Il n’y a probablement pas de mot qui soit aussi souvent employé que celui de « démocratie », ni avec une révérence si aveugle.
Que de fois, devant la critique, n’a-t-on entendu commentateurs ou politiciens ânonner le célèbre aphorisme de Churchill, qui décrivait la démocratie comme « le pire des systèmes, à l’exclusion de tous autres » [1] ? Parfois, on jurerait les moutons de « La Ferme des animaux » répétant à l’envi, tout en le comprenant à peine, le slogan inculqué par le verrat Napoléon : « quatrepattes, oui, deuxpattes, non ! » [2].
Un mot, cependant, ne signifie rien en lui-même ; il n’existe qu’à travers ce qu’il désigne. Il faut donc, avant toute génuflexion, se demander quel est le concept devant lequel nous sommes invités à nous jeter face contre terre comme mahométans en prière.

━━━━━━━━━━━━━━━━━━━━

● **Exercice écrit 1**
Comptez les lignes de la liste où figure le mot « floor » et donnez uniquement ce nombre.

━━━━━━━━━━━━━━━━━━━━

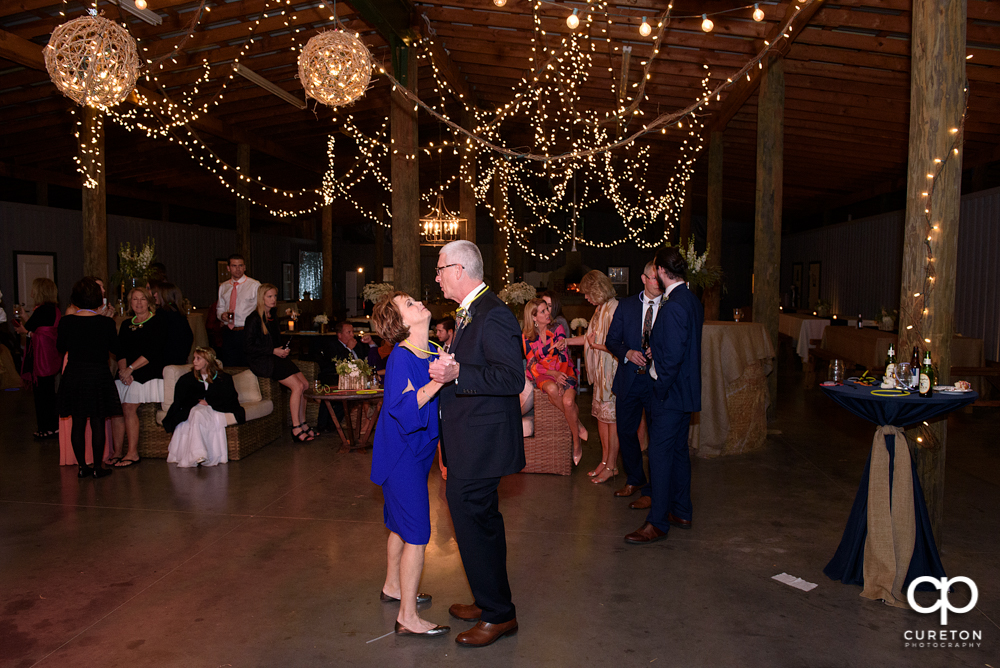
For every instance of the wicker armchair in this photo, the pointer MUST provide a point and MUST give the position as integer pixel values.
(550, 449)
(243, 439)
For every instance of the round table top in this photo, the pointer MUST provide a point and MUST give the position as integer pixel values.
(896, 410)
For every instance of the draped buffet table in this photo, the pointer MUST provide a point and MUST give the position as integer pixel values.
(802, 327)
(735, 360)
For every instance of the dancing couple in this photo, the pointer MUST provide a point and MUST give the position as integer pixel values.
(467, 397)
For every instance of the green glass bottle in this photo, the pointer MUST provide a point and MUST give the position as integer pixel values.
(926, 376)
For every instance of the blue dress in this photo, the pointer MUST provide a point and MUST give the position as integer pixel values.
(406, 440)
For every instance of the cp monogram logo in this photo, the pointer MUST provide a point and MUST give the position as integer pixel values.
(942, 604)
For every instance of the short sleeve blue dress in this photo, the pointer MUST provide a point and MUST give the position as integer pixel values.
(406, 440)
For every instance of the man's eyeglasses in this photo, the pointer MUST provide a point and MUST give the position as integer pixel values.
(440, 269)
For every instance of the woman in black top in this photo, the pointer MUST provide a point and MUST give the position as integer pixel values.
(42, 361)
(268, 358)
(178, 337)
(87, 391)
(140, 368)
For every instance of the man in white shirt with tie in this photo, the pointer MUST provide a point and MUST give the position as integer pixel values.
(628, 340)
(237, 300)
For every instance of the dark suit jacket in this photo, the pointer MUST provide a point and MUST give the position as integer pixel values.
(625, 334)
(676, 344)
(481, 433)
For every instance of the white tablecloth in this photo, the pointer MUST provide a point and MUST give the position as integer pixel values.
(802, 327)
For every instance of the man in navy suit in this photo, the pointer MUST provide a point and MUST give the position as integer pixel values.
(676, 373)
(481, 435)
(628, 340)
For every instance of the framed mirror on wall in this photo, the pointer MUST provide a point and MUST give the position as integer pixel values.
(29, 265)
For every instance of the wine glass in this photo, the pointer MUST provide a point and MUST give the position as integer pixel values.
(902, 374)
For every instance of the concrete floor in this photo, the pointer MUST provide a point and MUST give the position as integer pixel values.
(277, 560)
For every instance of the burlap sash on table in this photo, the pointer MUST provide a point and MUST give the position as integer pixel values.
(891, 523)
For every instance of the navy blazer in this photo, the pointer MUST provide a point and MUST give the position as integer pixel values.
(481, 433)
(625, 334)
(676, 344)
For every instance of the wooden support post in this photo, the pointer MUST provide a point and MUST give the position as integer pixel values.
(500, 236)
(767, 230)
(466, 193)
(326, 237)
(405, 182)
(243, 246)
(937, 99)
(714, 294)
(95, 206)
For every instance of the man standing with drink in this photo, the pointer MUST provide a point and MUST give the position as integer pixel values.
(481, 435)
(237, 299)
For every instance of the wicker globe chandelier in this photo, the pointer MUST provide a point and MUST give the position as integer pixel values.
(335, 68)
(92, 61)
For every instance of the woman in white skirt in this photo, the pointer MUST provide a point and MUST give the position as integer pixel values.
(140, 370)
(197, 417)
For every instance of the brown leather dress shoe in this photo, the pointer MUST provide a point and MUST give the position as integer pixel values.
(484, 633)
(647, 534)
(627, 490)
(467, 613)
(641, 503)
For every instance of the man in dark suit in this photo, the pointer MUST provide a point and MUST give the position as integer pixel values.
(628, 340)
(481, 435)
(676, 372)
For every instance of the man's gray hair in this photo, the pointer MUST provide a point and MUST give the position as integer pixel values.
(466, 254)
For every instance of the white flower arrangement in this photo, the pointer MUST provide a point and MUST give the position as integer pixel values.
(373, 292)
(517, 293)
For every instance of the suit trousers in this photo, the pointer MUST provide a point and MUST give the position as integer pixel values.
(630, 407)
(482, 542)
(669, 466)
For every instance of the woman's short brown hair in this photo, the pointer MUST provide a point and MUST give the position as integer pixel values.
(598, 285)
(387, 320)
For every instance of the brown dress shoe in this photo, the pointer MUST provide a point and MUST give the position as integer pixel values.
(484, 633)
(647, 534)
(641, 503)
(467, 613)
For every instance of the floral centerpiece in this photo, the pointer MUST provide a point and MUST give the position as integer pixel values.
(517, 293)
(133, 264)
(700, 273)
(373, 292)
(354, 374)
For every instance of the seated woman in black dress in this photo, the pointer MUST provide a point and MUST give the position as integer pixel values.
(87, 390)
(141, 341)
(197, 418)
(268, 358)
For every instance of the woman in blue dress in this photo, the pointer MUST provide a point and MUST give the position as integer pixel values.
(405, 444)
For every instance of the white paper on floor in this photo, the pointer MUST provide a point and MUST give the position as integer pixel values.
(793, 581)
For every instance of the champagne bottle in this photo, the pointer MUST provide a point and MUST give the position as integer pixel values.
(890, 364)
(927, 377)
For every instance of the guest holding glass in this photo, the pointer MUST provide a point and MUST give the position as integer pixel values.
(197, 417)
(405, 443)
(42, 361)
(87, 391)
(267, 356)
(601, 368)
(141, 341)
(550, 368)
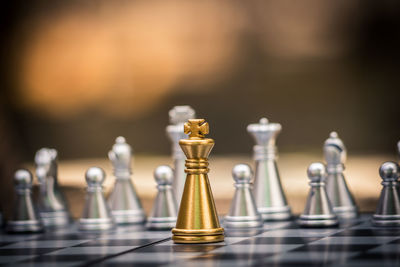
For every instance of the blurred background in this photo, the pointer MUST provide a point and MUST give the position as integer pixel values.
(76, 74)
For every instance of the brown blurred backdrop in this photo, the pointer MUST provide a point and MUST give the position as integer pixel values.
(76, 74)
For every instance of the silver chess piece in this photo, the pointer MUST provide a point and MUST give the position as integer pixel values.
(96, 214)
(388, 209)
(177, 117)
(25, 217)
(318, 211)
(268, 193)
(243, 211)
(53, 208)
(165, 208)
(338, 192)
(123, 200)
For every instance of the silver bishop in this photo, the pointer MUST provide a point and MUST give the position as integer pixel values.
(268, 192)
(338, 192)
(123, 200)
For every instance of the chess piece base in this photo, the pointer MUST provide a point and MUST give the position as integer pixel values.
(24, 226)
(198, 236)
(55, 219)
(100, 224)
(275, 213)
(386, 220)
(161, 223)
(349, 212)
(243, 222)
(318, 221)
(129, 216)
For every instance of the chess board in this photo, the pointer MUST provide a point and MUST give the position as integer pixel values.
(354, 243)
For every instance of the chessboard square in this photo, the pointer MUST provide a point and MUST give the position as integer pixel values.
(14, 258)
(222, 260)
(278, 240)
(345, 240)
(48, 264)
(138, 235)
(300, 233)
(256, 249)
(91, 250)
(45, 244)
(368, 263)
(383, 257)
(117, 242)
(234, 240)
(310, 258)
(160, 257)
(17, 238)
(3, 244)
(369, 232)
(386, 249)
(67, 236)
(279, 225)
(396, 241)
(25, 251)
(176, 248)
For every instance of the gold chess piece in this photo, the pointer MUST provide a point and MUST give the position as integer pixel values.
(197, 218)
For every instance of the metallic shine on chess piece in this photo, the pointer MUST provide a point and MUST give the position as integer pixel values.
(268, 193)
(96, 214)
(388, 209)
(165, 210)
(338, 192)
(177, 117)
(25, 217)
(197, 218)
(123, 200)
(53, 208)
(243, 211)
(318, 211)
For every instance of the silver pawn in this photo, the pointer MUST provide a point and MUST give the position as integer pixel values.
(96, 214)
(243, 211)
(318, 211)
(53, 208)
(165, 209)
(268, 193)
(388, 209)
(123, 200)
(177, 117)
(338, 192)
(25, 217)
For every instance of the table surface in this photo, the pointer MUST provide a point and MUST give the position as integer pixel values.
(361, 176)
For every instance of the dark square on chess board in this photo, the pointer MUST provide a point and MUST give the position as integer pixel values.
(355, 243)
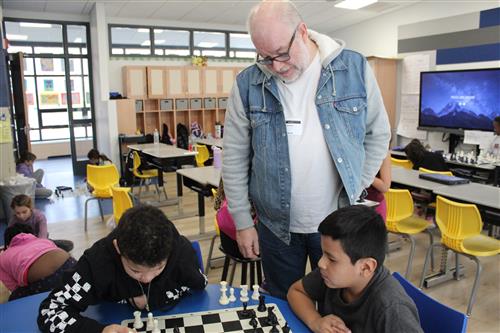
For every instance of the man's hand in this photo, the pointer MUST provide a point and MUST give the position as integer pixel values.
(248, 242)
(330, 324)
(117, 329)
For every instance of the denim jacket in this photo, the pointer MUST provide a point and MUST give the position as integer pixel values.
(256, 159)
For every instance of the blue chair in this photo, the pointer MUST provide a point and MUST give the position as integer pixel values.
(197, 249)
(435, 317)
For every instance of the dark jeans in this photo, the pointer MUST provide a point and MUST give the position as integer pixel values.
(284, 264)
(46, 284)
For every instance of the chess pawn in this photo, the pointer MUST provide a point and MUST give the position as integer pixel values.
(255, 294)
(244, 293)
(138, 322)
(232, 298)
(150, 323)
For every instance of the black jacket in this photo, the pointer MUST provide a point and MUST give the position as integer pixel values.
(99, 276)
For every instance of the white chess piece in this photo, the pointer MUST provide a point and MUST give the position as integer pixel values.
(156, 329)
(232, 298)
(138, 322)
(244, 293)
(223, 296)
(255, 294)
(150, 323)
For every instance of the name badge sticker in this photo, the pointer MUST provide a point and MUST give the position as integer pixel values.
(293, 127)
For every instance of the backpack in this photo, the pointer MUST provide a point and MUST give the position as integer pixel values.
(182, 136)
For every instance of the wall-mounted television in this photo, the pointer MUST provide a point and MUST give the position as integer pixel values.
(453, 101)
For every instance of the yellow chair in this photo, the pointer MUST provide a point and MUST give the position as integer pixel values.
(402, 163)
(101, 178)
(144, 175)
(121, 201)
(203, 154)
(460, 225)
(400, 220)
(446, 173)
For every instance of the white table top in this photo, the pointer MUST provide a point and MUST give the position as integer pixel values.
(203, 175)
(211, 142)
(162, 150)
(484, 195)
(409, 177)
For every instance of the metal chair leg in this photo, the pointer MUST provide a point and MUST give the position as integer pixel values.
(410, 257)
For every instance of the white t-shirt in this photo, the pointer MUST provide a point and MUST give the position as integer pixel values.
(315, 180)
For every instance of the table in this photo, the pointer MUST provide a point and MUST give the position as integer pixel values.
(163, 156)
(201, 180)
(211, 142)
(19, 316)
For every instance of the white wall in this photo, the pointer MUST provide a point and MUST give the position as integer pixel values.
(379, 36)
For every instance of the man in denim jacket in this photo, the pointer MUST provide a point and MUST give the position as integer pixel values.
(305, 132)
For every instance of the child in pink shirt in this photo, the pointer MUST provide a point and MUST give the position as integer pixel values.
(30, 265)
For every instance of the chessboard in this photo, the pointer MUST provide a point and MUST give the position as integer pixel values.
(234, 320)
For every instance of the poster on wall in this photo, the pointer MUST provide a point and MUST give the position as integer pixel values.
(48, 98)
(47, 64)
(75, 98)
(48, 85)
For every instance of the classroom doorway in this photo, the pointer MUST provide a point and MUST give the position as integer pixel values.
(51, 78)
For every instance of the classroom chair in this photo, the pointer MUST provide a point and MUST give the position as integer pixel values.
(143, 175)
(202, 156)
(434, 317)
(446, 173)
(121, 201)
(460, 225)
(197, 249)
(101, 178)
(401, 221)
(402, 163)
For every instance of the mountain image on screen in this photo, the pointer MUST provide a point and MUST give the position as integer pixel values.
(460, 99)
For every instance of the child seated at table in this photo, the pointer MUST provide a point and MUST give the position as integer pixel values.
(31, 265)
(25, 213)
(353, 289)
(144, 262)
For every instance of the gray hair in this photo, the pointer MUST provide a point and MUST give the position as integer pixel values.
(282, 10)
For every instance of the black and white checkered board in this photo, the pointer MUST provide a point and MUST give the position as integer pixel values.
(214, 321)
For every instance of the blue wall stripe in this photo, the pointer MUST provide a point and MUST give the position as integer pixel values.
(487, 52)
(490, 17)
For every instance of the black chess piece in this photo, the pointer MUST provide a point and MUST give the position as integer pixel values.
(262, 303)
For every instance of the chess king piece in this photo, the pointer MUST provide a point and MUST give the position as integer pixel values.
(223, 300)
(255, 294)
(137, 320)
(150, 322)
(232, 298)
(244, 293)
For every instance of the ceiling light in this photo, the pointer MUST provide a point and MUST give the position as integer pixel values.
(16, 37)
(207, 44)
(354, 4)
(35, 25)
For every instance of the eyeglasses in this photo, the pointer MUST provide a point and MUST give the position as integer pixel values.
(282, 57)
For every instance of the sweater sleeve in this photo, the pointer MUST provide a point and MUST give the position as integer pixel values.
(60, 311)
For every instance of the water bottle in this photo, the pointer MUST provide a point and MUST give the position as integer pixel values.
(156, 137)
(217, 157)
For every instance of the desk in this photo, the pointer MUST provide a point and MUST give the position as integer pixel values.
(164, 156)
(201, 180)
(19, 316)
(210, 142)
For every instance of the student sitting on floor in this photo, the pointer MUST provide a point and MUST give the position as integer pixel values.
(25, 213)
(353, 289)
(31, 265)
(144, 262)
(24, 166)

━━━━━━━━━━━━━━━━━━━━

● **Exercice écrit 2**
Recopiez tout le texte sur la démocratie, depuis « Un mot, cependant, ne » jusqu'à « mahométans en prière. », en substituant « prosternation » à « génuflexion ».

● **Résultat 1**
3

● **Résultat 2**
Un mot, cependant, ne signifie rien en lui-même ; il n’existe qu’à travers ce qu’il désigne. Il faut donc, avant toute prosternation, se demander quel est le concept devant lequel nous sommes invités à nous jeter face contre terre comme mahométans en prière.